## PROBLEM
What is the number of lines in the data that contain "every"? Nothing besides that number, please.

Records from a data source:
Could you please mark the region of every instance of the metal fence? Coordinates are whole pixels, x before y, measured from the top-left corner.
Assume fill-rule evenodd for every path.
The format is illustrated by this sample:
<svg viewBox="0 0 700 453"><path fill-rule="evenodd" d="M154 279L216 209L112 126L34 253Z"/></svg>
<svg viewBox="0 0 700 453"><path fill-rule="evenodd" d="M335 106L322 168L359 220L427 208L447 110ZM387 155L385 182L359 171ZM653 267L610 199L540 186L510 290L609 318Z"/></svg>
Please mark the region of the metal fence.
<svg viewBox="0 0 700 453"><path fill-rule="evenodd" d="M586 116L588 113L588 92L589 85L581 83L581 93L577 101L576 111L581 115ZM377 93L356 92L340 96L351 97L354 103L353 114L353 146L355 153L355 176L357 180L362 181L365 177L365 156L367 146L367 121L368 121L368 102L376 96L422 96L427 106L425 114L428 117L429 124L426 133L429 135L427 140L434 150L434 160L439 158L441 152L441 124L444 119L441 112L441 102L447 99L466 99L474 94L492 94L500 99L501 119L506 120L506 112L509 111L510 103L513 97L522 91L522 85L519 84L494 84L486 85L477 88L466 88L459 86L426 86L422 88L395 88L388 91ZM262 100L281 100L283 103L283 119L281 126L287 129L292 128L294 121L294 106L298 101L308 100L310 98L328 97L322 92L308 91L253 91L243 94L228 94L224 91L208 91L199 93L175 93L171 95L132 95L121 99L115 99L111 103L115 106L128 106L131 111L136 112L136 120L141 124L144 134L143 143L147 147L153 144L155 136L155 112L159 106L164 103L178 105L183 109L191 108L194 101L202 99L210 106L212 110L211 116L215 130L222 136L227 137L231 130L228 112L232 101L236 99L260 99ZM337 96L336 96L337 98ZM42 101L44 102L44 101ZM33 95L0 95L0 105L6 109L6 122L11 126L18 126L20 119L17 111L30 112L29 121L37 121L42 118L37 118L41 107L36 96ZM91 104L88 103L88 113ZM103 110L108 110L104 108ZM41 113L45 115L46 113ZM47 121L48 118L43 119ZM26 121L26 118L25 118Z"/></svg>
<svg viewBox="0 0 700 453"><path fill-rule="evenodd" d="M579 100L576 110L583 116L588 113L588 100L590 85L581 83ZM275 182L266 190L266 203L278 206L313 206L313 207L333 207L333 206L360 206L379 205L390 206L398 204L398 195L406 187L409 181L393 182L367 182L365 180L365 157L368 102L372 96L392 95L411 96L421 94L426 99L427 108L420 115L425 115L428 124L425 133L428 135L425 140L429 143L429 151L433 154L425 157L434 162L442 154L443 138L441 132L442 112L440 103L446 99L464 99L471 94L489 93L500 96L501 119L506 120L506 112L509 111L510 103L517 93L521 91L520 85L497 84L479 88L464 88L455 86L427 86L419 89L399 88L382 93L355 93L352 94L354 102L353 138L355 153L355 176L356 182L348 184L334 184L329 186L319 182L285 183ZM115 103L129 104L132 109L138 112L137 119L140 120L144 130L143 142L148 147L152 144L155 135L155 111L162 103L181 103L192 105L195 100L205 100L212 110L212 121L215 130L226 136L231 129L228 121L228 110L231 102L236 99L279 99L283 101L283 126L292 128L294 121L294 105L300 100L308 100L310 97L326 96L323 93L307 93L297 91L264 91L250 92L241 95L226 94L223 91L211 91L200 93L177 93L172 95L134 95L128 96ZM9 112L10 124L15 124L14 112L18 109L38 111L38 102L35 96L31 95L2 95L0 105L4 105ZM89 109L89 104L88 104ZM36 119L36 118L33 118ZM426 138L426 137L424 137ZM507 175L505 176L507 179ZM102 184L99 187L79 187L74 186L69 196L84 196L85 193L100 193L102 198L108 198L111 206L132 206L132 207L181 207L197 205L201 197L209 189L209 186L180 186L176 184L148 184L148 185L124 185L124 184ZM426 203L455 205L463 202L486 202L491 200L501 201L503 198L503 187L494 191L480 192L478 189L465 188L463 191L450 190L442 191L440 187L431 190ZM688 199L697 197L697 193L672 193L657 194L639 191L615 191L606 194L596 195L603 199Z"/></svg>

## TASK RESPONSE
2